» **A run of records**:
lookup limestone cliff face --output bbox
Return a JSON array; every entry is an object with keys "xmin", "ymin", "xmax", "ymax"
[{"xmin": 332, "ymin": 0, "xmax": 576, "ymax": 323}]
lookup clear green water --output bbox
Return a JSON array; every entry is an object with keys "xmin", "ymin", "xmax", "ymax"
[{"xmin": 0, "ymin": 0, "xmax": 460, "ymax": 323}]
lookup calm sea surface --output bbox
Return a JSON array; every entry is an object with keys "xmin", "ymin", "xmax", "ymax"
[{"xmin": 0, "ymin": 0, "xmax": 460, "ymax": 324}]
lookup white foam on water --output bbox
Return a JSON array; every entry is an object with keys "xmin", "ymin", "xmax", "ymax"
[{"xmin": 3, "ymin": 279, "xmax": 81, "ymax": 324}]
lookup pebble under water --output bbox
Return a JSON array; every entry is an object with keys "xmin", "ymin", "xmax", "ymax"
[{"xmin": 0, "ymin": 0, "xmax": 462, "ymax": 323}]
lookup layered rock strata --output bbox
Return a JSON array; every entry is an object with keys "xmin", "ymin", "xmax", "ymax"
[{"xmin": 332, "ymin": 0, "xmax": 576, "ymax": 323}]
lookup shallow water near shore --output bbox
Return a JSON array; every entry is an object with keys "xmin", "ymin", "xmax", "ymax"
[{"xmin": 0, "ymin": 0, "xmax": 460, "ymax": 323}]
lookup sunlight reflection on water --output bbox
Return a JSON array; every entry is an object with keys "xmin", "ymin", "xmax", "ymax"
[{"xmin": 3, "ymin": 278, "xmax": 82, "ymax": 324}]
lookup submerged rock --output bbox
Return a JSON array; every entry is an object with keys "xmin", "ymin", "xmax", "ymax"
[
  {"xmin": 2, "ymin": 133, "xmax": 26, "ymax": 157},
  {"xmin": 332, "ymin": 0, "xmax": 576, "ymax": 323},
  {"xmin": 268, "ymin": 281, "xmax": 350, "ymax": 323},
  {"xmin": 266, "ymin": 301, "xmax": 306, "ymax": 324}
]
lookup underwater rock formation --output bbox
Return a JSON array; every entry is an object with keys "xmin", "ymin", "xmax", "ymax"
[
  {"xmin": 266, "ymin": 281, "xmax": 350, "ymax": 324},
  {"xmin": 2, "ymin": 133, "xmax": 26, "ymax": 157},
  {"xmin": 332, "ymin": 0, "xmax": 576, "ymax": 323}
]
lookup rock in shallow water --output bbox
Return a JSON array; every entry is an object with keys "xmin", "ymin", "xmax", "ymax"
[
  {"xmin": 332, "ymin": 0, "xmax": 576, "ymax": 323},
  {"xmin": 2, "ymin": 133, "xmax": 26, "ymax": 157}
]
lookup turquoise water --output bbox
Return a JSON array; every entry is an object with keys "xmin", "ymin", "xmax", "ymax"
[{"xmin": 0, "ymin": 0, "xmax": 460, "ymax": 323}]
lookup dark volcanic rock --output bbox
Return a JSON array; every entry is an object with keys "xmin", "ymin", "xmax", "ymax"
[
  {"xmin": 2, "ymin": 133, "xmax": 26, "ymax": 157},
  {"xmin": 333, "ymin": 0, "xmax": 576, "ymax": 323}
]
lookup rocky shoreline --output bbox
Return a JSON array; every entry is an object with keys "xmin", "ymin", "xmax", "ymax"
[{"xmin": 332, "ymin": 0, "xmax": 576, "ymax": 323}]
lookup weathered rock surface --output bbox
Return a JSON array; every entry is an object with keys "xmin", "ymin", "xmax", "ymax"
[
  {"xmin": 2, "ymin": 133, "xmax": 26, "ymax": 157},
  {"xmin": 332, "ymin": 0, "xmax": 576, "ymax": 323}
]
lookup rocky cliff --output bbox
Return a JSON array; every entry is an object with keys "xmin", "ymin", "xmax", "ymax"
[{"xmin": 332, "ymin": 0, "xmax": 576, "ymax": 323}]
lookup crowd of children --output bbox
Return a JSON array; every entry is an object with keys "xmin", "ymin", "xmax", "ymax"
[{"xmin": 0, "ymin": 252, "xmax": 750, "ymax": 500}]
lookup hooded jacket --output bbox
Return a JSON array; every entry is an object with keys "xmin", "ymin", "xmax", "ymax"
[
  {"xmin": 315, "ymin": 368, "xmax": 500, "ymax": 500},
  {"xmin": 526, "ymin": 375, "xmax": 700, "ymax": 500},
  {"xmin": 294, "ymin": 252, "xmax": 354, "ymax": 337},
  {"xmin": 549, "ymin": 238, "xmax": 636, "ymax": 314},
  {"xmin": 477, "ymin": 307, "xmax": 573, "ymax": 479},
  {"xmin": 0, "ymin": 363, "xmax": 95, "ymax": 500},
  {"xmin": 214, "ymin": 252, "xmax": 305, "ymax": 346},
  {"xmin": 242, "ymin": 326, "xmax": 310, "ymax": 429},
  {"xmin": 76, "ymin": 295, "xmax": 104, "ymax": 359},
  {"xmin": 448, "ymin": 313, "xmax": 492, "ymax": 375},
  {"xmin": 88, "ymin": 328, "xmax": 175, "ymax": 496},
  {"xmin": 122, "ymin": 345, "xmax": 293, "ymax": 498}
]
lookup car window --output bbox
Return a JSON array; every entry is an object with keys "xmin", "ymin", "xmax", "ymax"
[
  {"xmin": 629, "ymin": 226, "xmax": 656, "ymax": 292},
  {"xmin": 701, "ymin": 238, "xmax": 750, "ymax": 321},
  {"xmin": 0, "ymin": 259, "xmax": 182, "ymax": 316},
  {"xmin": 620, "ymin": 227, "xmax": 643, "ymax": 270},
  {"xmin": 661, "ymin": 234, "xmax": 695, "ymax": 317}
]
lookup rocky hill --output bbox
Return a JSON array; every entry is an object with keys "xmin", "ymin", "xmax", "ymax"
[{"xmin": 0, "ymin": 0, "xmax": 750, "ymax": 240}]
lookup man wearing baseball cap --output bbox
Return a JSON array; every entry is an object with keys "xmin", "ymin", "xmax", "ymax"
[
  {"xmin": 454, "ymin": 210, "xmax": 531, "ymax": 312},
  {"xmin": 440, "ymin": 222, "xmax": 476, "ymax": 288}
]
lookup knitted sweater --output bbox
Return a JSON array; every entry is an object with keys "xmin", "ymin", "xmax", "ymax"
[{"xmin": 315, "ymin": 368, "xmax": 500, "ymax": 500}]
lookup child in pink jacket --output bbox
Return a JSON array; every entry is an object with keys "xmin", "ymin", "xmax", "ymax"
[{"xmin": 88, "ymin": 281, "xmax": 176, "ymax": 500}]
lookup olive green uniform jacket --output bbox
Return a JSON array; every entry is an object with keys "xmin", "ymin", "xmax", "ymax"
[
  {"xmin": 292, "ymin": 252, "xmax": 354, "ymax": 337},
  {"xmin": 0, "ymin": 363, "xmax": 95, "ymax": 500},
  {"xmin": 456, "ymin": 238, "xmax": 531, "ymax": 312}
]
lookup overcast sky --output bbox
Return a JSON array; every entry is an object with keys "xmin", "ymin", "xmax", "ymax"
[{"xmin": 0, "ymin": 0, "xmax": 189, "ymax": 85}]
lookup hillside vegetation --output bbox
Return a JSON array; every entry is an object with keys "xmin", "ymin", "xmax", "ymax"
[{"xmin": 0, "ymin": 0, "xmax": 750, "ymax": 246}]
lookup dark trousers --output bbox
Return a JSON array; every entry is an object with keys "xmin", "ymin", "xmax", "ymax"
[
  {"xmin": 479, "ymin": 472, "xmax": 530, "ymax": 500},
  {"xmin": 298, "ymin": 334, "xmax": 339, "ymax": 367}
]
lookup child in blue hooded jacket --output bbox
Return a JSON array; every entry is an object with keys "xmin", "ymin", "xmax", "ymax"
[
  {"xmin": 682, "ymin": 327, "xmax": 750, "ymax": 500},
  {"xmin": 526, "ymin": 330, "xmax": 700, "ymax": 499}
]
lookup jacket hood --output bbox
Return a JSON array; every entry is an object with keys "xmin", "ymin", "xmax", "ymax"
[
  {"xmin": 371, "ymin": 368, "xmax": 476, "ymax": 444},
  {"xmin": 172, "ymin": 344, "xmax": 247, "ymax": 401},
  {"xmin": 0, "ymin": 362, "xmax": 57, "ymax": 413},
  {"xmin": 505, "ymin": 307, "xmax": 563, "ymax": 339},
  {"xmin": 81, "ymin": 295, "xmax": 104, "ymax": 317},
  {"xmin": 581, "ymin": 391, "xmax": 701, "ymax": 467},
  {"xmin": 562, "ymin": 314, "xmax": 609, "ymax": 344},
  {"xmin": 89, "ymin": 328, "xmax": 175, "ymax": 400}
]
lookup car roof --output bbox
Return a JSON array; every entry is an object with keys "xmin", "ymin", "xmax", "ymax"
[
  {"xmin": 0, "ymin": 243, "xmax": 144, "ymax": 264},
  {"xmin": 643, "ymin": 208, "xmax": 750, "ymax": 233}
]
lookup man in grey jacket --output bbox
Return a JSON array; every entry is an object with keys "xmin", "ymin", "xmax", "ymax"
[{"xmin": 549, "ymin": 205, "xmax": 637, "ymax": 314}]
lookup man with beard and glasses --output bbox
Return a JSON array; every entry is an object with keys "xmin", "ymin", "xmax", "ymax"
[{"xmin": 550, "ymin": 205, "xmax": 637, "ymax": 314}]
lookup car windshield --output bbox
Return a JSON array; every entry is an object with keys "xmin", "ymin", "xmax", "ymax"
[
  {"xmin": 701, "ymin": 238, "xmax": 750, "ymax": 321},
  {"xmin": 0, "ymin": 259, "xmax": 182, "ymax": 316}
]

» **GIVEN EXERCISE**:
Reproduce the data verbatim, from the line containing "lookup man in grey jacket --output bbox" through the final line of the data, inclusive.

» **RESULT**:
lookup man in grey jacket --output bbox
Return a JSON array; every entry is an object with keys "xmin", "ymin", "xmax", "ymax"
[{"xmin": 549, "ymin": 205, "xmax": 637, "ymax": 314}]
lookup man with beard and glasses --output bbox
Return a JSON array; every entry is an object with keys "xmin", "ymin", "xmax", "ymax"
[{"xmin": 550, "ymin": 205, "xmax": 637, "ymax": 314}]
lookup car windshield --output bbox
Return a JSON array; every entry is an object with keys "xmin", "ymin", "xmax", "ymax"
[
  {"xmin": 701, "ymin": 238, "xmax": 750, "ymax": 321},
  {"xmin": 0, "ymin": 259, "xmax": 182, "ymax": 316}
]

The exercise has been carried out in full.